(Point localization data)
═══
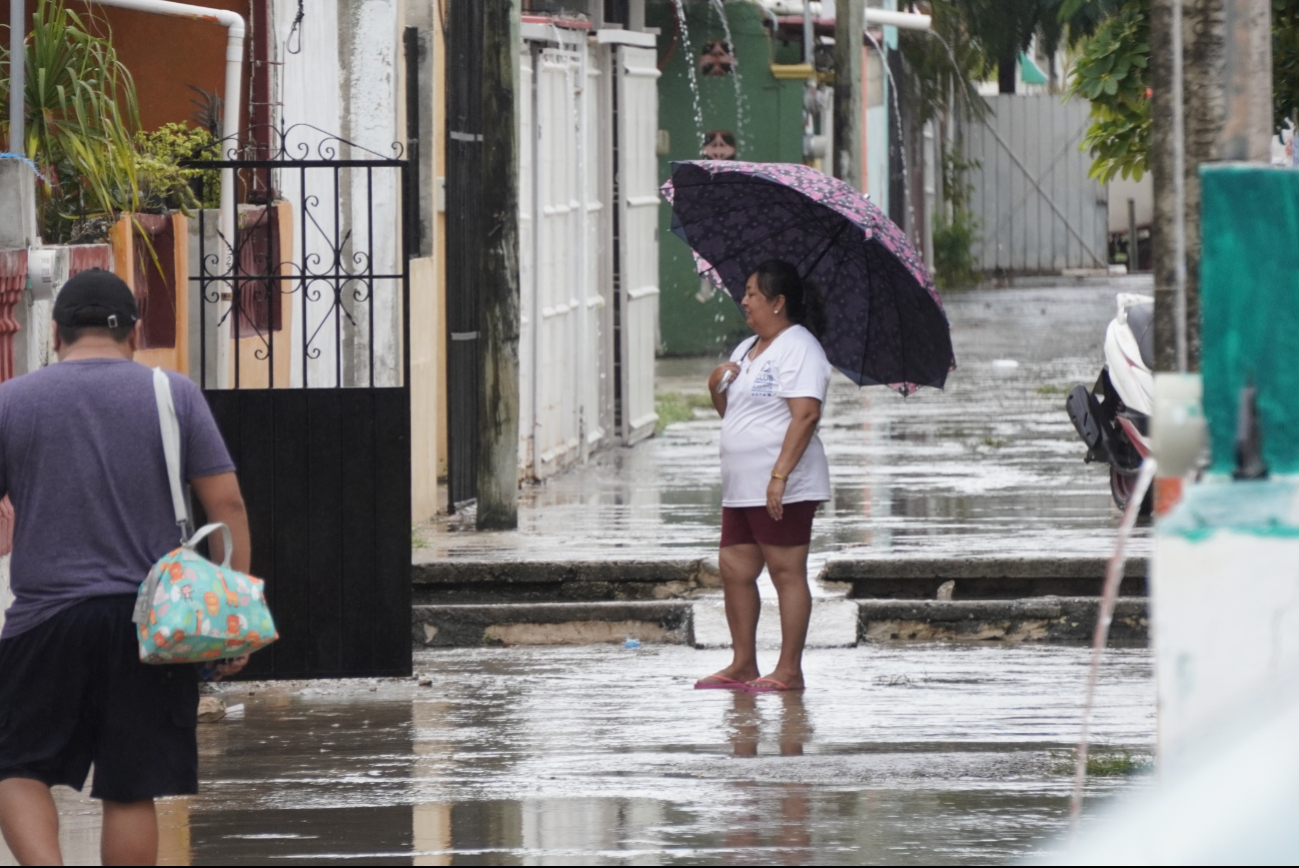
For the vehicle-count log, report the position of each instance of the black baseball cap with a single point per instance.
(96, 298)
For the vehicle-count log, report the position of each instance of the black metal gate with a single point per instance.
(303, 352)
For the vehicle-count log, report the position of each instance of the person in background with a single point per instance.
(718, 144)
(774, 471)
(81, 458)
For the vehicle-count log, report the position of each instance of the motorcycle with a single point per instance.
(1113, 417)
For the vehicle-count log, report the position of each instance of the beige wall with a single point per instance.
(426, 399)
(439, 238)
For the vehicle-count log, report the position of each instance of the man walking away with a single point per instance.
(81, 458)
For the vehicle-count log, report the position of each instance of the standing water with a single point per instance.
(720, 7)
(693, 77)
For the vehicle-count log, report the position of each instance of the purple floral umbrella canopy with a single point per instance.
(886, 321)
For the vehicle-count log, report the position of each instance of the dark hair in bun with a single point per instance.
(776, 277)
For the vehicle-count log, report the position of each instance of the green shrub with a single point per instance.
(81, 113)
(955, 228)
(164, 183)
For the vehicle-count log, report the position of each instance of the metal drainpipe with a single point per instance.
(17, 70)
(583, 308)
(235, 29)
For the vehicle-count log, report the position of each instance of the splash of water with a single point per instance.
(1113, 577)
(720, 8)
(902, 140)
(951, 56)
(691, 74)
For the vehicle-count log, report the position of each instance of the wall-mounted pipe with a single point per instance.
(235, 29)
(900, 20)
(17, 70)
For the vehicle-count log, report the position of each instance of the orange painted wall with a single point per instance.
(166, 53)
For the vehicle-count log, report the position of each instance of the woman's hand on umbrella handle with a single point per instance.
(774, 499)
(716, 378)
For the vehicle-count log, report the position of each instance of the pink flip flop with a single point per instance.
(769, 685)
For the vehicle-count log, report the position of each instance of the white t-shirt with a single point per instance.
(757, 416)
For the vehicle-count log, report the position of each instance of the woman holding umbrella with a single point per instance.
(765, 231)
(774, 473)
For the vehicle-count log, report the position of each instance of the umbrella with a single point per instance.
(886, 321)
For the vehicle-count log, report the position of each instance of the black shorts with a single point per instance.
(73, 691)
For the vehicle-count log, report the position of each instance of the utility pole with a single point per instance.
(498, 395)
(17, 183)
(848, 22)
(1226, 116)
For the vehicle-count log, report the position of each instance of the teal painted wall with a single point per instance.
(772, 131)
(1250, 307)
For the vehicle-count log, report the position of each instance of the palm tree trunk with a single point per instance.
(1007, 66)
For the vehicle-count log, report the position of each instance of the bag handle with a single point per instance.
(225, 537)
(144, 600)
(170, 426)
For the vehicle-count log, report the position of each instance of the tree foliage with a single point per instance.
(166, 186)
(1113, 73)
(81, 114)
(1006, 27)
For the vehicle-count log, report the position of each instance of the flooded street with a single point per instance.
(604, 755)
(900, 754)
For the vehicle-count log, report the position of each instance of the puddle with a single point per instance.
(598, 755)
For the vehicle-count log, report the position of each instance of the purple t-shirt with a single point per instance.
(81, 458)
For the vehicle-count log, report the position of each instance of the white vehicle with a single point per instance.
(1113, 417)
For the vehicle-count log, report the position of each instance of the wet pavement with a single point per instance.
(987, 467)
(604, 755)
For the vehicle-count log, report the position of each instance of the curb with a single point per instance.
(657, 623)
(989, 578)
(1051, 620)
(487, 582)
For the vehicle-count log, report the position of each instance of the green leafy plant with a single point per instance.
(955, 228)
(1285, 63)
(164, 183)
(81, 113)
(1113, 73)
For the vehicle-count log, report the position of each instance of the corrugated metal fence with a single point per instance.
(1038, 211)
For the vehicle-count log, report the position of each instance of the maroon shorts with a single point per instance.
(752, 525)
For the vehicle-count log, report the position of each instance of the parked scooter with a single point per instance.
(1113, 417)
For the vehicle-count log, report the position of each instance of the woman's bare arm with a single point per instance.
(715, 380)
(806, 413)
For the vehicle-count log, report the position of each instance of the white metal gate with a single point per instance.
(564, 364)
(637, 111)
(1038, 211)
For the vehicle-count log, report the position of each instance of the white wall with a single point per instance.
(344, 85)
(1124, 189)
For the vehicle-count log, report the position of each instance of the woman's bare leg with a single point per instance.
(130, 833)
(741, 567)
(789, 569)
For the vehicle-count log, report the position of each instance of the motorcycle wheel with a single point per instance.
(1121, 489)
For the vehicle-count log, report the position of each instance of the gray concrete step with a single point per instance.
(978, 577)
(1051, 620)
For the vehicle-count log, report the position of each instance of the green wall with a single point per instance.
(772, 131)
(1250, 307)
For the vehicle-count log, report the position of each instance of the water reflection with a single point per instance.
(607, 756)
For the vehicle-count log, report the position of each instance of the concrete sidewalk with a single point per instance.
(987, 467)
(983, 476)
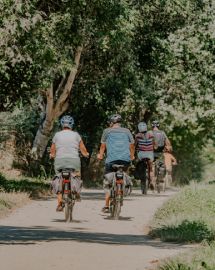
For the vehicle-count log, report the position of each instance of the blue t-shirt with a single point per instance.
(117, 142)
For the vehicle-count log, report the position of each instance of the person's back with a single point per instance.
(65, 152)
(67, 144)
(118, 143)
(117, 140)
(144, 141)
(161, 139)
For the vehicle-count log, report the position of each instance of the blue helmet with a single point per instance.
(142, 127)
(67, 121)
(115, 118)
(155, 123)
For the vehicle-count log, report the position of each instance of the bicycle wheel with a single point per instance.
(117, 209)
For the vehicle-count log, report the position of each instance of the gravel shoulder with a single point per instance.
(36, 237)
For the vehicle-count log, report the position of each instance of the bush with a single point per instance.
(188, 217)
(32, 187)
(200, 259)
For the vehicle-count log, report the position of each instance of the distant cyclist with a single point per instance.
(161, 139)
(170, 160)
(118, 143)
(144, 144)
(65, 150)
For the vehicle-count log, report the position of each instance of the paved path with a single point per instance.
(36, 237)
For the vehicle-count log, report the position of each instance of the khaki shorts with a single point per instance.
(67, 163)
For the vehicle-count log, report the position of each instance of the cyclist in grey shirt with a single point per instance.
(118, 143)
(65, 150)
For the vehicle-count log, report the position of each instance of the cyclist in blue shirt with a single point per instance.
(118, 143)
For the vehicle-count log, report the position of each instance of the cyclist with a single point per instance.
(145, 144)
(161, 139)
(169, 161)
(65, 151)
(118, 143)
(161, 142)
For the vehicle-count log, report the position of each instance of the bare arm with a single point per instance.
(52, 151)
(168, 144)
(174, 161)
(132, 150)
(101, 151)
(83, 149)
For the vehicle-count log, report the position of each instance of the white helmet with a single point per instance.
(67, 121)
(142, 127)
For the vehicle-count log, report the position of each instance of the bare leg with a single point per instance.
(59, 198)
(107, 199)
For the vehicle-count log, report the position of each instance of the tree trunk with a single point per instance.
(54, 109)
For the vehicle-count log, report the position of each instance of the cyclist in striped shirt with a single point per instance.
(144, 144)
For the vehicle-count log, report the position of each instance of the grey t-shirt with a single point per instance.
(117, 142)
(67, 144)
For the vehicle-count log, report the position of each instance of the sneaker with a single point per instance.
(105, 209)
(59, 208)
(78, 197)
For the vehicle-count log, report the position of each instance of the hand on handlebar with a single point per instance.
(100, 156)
═══
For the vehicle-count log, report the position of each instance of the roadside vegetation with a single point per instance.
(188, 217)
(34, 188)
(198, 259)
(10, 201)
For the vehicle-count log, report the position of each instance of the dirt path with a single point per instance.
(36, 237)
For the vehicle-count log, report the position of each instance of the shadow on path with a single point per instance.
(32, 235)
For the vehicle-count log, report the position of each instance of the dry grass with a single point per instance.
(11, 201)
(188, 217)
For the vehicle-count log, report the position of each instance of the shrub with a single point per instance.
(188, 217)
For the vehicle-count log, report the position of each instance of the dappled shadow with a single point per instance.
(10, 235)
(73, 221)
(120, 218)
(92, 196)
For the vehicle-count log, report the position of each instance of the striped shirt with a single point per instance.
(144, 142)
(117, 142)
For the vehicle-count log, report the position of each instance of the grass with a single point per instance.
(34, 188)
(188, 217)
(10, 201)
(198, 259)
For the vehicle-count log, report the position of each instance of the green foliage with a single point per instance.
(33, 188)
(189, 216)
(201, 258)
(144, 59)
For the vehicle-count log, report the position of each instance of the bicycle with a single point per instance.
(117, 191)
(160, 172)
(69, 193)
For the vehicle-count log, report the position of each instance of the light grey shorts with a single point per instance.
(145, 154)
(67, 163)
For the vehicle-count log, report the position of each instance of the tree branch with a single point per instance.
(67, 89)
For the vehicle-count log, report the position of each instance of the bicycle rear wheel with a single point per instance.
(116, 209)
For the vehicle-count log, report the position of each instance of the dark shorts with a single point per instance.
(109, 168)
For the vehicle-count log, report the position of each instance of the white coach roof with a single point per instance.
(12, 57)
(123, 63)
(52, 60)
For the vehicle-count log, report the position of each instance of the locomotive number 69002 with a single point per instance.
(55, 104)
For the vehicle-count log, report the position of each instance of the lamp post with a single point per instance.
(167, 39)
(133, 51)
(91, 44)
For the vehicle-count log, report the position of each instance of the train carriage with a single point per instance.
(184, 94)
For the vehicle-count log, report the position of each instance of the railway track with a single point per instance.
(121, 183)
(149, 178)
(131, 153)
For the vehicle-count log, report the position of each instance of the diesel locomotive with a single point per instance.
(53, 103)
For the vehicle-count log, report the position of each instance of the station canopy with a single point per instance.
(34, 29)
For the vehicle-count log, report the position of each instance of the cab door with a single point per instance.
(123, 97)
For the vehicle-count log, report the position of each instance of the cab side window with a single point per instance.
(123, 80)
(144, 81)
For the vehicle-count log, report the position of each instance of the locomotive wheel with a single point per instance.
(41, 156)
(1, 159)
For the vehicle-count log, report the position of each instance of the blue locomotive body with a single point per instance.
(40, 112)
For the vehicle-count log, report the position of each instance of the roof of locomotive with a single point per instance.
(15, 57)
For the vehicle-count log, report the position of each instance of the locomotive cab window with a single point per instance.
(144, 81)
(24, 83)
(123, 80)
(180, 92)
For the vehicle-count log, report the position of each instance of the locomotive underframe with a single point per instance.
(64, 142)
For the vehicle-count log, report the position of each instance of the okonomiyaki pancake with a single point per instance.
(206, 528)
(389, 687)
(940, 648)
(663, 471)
═══
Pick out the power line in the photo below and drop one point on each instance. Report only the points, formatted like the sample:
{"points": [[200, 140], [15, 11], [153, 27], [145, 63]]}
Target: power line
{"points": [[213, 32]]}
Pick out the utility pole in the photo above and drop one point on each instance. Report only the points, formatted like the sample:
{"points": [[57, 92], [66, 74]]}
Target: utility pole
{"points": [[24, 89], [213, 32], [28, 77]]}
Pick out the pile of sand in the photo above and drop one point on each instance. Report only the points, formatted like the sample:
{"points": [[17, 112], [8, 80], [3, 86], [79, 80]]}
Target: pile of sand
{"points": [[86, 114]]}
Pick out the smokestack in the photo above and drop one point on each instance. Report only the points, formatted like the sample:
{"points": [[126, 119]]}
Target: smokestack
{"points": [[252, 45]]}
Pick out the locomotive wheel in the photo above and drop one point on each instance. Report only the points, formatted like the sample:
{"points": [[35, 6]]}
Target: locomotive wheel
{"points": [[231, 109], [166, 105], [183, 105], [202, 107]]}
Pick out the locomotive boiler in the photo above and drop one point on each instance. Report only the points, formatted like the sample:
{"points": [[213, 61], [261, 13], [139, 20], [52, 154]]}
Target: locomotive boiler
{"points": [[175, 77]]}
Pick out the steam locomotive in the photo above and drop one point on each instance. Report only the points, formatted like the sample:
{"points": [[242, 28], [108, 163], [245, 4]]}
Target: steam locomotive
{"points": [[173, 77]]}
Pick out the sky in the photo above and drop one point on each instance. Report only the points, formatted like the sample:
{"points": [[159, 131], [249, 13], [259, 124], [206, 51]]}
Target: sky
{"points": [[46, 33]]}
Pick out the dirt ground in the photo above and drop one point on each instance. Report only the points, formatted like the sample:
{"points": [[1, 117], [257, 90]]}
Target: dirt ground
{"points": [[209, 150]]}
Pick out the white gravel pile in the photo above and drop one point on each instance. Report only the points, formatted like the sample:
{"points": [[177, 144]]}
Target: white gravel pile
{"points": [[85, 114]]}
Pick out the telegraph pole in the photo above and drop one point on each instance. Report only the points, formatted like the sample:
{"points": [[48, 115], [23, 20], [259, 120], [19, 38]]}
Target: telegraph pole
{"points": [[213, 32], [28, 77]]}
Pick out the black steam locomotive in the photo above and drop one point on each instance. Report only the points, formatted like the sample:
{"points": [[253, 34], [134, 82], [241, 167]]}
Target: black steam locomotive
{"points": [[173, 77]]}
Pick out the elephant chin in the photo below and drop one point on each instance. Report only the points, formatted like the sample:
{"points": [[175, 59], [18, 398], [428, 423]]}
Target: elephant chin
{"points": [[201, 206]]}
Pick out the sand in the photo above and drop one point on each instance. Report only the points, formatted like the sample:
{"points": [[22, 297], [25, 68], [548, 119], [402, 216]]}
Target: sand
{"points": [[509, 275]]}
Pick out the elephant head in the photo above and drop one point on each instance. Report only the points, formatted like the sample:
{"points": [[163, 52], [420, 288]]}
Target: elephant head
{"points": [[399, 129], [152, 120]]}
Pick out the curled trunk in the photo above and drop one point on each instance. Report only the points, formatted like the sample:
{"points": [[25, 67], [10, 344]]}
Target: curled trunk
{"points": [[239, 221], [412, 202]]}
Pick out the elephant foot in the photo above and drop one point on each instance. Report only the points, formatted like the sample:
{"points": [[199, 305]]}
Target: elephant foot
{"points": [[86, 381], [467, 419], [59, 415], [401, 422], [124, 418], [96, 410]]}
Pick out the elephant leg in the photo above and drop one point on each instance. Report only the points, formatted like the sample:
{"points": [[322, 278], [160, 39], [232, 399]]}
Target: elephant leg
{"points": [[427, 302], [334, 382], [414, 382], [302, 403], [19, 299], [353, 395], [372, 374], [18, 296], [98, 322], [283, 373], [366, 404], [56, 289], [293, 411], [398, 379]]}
═══
### YOUR INSTRUCTIONS
Taking the lines above, repeat exactly those from the line that contains "Target: smokestack" through the line that contains "Pick out the sand", and both of those lines as well. Include nothing else.

### ANSWER TO THIS TASK
Target: smokestack
{"points": [[252, 45]]}
Pick out the locomotive wheel in the photo above and drop one point on each instance. Report only the points, formatted like the sample:
{"points": [[35, 6]]}
Target: locomotive wheel
{"points": [[231, 109], [166, 105], [183, 105], [202, 107]]}
Pick out the locomotive boiler in the photo above and drop one point on each instance. Report only the points, formatted like the sample:
{"points": [[213, 61], [261, 13], [139, 20], [52, 154]]}
Target: locomotive boiler
{"points": [[175, 77]]}
Pick out the steam locomotive in the photo above and drop one point on each instance. Report only the points, formatted like the sample:
{"points": [[242, 28], [108, 163], [245, 4]]}
Target: steam locomotive
{"points": [[173, 77]]}
Pick out the sky in the photo above and drop one point on each instance. Report only the points, formatted like the sample:
{"points": [[159, 131], [249, 13], [259, 124], [206, 51]]}
Target: sky
{"points": [[46, 33]]}
Pick out the dirt ground in the photo above and drop one point on each instance. Report only the points, formatted like the sample:
{"points": [[1, 117], [257, 90]]}
Target: dirt ground
{"points": [[209, 150]]}
Pick out the white gravel pile in the photo above and drop one point on each instance. Report only the points, formatted like the sample:
{"points": [[177, 144]]}
Target: white gravel pile
{"points": [[85, 114]]}
Pick out the telegraph pole in the photo above and drop one point on each instance. Report only the points, formatted like the sample:
{"points": [[48, 115], [23, 20], [259, 120], [19, 38]]}
Target: telegraph pole
{"points": [[213, 32], [28, 77]]}
Pick out the black steam locomotive in the photo above and drop one point on each instance. Report only the points, formatted like the sample:
{"points": [[253, 34], [134, 82], [241, 167]]}
Target: black steam locomotive
{"points": [[173, 77]]}
Pick out the elephant chin in the photo below and drop one point on each instance. Report only the points, formatted like the sample:
{"points": [[175, 59], [18, 398], [428, 423]]}
Target: elephant chin
{"points": [[201, 206]]}
Pick out the sand in the photo above and drop one point on each instance. Report only the points, formatted like the sample:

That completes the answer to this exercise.